## About this exercise
Report every line below that has the string "blue" in it.

= = =

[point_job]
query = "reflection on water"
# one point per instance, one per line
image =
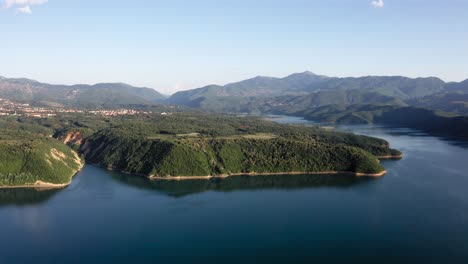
(23, 197)
(236, 183)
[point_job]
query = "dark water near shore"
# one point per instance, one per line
(417, 213)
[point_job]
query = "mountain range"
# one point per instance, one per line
(102, 94)
(294, 93)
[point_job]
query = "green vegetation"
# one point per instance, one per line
(26, 158)
(202, 145)
(430, 121)
(181, 144)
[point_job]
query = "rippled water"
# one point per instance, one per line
(417, 213)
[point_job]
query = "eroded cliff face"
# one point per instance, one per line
(72, 138)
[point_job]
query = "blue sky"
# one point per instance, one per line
(176, 45)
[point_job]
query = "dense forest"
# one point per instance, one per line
(180, 144)
(26, 158)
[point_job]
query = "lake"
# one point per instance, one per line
(417, 213)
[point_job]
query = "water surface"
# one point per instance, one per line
(417, 213)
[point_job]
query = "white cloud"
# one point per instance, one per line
(23, 3)
(378, 3)
(22, 6)
(24, 10)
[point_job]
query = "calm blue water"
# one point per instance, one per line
(417, 213)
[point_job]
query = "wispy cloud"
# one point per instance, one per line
(22, 6)
(24, 10)
(378, 3)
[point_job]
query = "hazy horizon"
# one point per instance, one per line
(174, 46)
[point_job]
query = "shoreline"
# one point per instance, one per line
(253, 174)
(390, 157)
(40, 185)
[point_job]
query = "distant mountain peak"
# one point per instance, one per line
(308, 73)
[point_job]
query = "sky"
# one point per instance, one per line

= = =

## Worked solution
query = "blue sky"
query = "calm blue water"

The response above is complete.